MobileRead Forums - View Single Post

chaley · 04-11-2011, 08:22 AM

We must first decide what it means to say two books are not duplicates. My position is that books marked as not duplicates are not duplicates, independent of what algorithm is used. Note that the 'not duplicate' relationship is not transitive: if books 1 & 2 are not duplicates and books 2 & 3 are not duplicates, we can say nothing about whether books 1 and 3 are duplicates.

I think that the natural implementation is to have pairs of books that are known to be 'not duplicates'. When sets of duplicates are built, they must be partitioned so that pairs of 'not duplicates' are never in the same set. Using the above example, if the algorithm produces a set [1, 2, 3], then partitioning will produce a set [1, 3]. If we have a duplicate set [1, 2, 3, 4] with not-duplicate [1, 2] and [3, 4], then the result will be four sets [1, 3], [1, 4], [2, 3], [2, 4]. The algorithm I posted before does this partitioning.

Dataset entries »

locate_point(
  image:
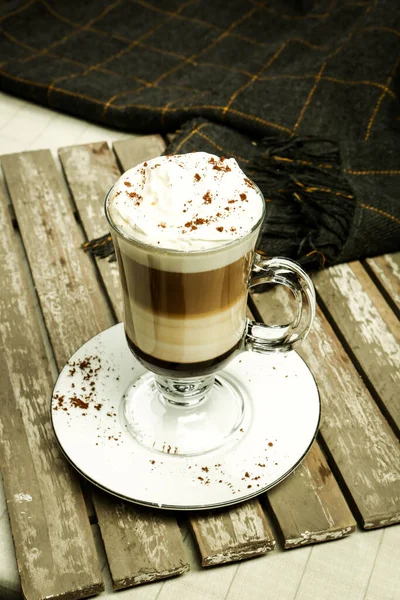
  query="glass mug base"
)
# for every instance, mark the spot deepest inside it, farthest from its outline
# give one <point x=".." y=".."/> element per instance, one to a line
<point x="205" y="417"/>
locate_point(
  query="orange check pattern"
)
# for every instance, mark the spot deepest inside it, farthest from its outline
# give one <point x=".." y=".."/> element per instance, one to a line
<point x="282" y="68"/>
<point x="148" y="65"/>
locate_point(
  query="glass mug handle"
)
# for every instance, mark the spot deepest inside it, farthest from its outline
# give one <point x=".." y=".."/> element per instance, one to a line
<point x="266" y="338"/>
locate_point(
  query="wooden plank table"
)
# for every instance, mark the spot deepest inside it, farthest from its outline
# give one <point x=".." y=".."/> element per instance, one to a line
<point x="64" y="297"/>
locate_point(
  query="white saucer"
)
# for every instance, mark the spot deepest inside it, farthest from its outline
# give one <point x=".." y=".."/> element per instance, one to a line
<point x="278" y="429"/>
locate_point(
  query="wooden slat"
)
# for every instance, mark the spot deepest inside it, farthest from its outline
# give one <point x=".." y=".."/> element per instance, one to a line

Given problem 1 » Write out the forum post on duplicate books from "We must first" up to and including "3 are duplicates.".
Given problem 2 »
Answer these questions on the forum post on duplicate books.
(a) Which relationship does the post say is not transitive?
(b) What does the post call the natural implementation?
(c) How many sets result from the duplicate set [1, 2, 3, 4] with not-duplicate pairs [1, 2] and [3, 4]?

Written reply 1 »
We must first decide what it means to say two books are not duplicates. My position is that books marked as not duplicates are not duplicates, independent of what algorithm is used. Note that the 'not duplicate' relationship is not transitive: if books 1 & 2 are not duplicates and books 2 & 3 are not duplicates, we can say nothing about whether books 1 and 3 are duplicates.

Written reply 2 »
(a) The 'not duplicate' relationship.
(b) Having pairs of books that are known to be 'not duplicates'.
(c) Four sets: [1, 3], [1, 4], [2, 3], [2, 4].